### TEXTE FOURNI
____
Il y a des histoires qui méritent d'être racontées aussi vite qu'elles arrivent, pour ne pas en perdre une miette et essayer de retranscrire le plus fidèlement possible ce qu'on a pu voir ou vivre. Celle décrite ci-dessous se passe à Goma. 

 

Avant de me lancer dans l'histoire de « Achille aux dents d'acier », quelques petites informations sur la ville de Goma où je viens de passer deux jours.

 

« Capitale » du Nord-Kivu, elle se situe sur le lac Kivu, à la frontière du Rwanda et sous un volcan rentré en éruption il y a cinq ans, détruisant, sur le passage de la lave, la moitié de la ville. Aujourd'hui, les séquelles de cette éruption sont encore visibles avec la roche volcanique à même les sols et de longues traînées noires, notamment sur l'aéroport. Bien que les habitations aient repris leurs droits, chacun prie pour qu'une nouvelle éruption ne se fasse pas connaître avant au moins cinquante ans.

 

Goma est une ville ne vivant quasiment que du commerce et où l'on y trouve, en complément des vélos et autres moyens de transport habituels, des immenses trottinettes en bois (d'une hauteur au guidon de 1,7 mètres et d'une longueur dépassant les 2 mètres), sans freins ni moteur, déambulant au milieu de rues chargées de marchandises, dont on se demande encore comment elles peuvent tenir. Les maisons sont entassées les unes sur les autres, servant pour certaines en même temps d'échoppes pour quelques rares marchands de poissons pêchés le matin même, dans un lac résonnant de centaines de bulles de gaz s'échappant des fonds.

 

Mais revenons à nos moutons. En déambulant dans la ville, je suis tombé sur une affiche vantant la prestation de « Achille aux dents d'acier », cet après-midi à 15 h 30 au stade de l'unité. Démonstrations de catch et de pouvoir surnaturel.

 

En me présentant au stade, je vois un attroupement de plusieurs centaines de personnes se pressant devant l'entrée, des gardes armés de bâtons de bambous debout sur les murs d'enceintes pour empêcher toute personne de passer par-dessus et un guichet où, moyennant 300 Frs (0,3,$), on peut obtenir son billet pour le précieux sésame. Avant de sortir la somme de ma poche, j'ai pu assister à l'arrivée triomphale d'Achille, sur une petite moto, entourée de dizaines d'autres lui faisant un festival de klaxons, tout en se frayant un passage au milieu de dizaines de gamins courant le long du cortège et ovationnant notre athlète.
____
### TRAVAIL À FAIRE
(A) Répondez aux questions suivantes d'après le récit sur Goma :
(i) Sur quel lac la ville de Goma est-elle située ?
(ii) Quelle hauteur au guidon atteignent les trottinettes en bois décrites ?
(iii) À quelle heure et en quel lieu la prestation d'« Achille aux dents d'acier » était-elle annoncée ?
(B) Rédigez la suite du récit consacré à Goma et à « Achille aux dents d'acier ».
Le matériel qui se trouve plus loin est indépendant de ce texte.
____
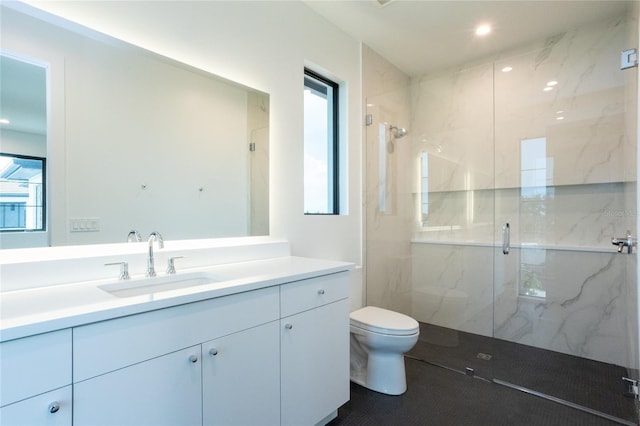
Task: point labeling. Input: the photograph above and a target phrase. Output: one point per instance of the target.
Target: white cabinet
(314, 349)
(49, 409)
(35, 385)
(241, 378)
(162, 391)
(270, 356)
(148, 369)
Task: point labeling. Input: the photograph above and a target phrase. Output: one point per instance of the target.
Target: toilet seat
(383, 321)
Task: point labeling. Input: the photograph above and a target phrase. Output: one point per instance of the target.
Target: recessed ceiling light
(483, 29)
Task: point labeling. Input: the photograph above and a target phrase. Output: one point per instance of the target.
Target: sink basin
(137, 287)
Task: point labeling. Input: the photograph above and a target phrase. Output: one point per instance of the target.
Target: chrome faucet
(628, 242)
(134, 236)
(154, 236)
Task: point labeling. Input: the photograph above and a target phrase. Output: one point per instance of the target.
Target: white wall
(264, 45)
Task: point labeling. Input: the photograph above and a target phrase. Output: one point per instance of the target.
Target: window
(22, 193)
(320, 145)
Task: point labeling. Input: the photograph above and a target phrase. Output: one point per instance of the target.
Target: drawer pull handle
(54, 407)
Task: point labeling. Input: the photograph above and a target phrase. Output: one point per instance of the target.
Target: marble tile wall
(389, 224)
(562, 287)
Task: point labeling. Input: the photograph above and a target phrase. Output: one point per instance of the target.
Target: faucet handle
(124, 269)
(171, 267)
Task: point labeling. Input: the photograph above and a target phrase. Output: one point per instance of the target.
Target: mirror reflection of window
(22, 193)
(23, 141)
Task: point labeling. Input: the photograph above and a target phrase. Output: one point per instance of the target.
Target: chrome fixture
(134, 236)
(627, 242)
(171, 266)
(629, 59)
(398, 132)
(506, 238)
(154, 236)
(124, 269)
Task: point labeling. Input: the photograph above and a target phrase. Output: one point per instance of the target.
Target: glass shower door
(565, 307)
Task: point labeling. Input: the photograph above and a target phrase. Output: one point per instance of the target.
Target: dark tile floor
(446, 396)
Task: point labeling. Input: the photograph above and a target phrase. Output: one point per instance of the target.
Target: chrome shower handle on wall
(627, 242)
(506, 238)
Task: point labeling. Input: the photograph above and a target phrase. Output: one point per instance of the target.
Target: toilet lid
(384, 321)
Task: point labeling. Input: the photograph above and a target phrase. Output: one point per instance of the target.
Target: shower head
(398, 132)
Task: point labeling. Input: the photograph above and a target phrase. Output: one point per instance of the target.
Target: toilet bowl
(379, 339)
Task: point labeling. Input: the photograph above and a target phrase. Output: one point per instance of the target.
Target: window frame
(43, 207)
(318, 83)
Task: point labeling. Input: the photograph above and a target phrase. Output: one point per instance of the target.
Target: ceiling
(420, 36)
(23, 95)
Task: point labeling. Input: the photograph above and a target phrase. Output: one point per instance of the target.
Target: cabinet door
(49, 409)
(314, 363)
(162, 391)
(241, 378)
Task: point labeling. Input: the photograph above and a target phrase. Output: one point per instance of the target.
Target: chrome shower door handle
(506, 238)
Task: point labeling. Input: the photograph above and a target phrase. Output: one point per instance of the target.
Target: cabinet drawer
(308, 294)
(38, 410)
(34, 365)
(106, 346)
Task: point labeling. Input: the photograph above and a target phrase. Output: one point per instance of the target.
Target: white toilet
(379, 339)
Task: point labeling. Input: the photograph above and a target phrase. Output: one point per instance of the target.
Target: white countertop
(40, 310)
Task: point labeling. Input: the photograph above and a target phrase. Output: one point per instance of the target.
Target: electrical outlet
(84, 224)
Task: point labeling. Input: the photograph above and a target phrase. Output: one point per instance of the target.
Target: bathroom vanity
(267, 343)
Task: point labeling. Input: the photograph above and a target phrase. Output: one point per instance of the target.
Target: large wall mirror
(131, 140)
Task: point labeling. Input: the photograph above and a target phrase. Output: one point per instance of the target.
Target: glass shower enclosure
____
### RÉPONSES DANS L'ORDRE
(A)
(i) Sur le lac Kivu.
(ii) 1,7 mètre.
(iii) À 15 h 30, au stade de l'unité.

(B)
Côté look, c'était impressionnant : 1,75 mètres au garrot, une étoile de cheveux découpée sur le haut de son crâne, un short et juste-au-corps violet fluo, laissant apparaître des bras aussi épais qu'une cuisse de phacochère, une paire de chaussette jaune fluo arborant les étoiles de la RDC et une paire de baskets à faire pâlir de jalousie les plus grands basketteurs.

 

Il interpellait vivement la foule tout en la fusillant de son regard noir et, à chaque fois qu'il prononçait son nom, il nous fallait hurler d'un ton uniforme « Yes ».

 

Tout autour du stade, pour ceux qui n'avaient pas pu payer leur entrée, des places de choix telles que les arbres, les panneaux publicitaires ou les toits des maisons faisaient office de gradins sous les regards courroucés des « gardes au bambou ».

 

Après de longues explications sur qui il était et son CV général (il a fait polytechnique à Bukavu), le spectacle a commencé. Aucun adversaire ne s'étant présenté pour l'affronter, il s'est fait fort de nous offrir une démonstration de ses compétences à l'aide de quelques accessoires qu'il avait préparés pour l'occasion.

 

Quelques incantations l'ont d'abord mis en condition et ont apparemment développé sa force. Pour commencer, il a soulevé un volontaire par la seule force de ses dents, en mordant dans sa ceinture ; puis il s'est fait pilé du manioc sur le ventre en y installant une calebasse au milieu de celui-ci ; il a soulevé une personne debout sur son triceps ; puis il a permis à vingt volontaires de l'écarteler, sans que ceux-ci ne parviennent à le faire bouger d'un pouce ; des motos lui ont roulé sur le corps... Je peux dire que maintenant Superman existe et qu'il est Congolais. 

 

Bref, du grand spectacle qui a mis tous les spectateurs en extase, le faisant passer pour un demi-dieu jusqu'à l'arrivée d'un combattant inconnu.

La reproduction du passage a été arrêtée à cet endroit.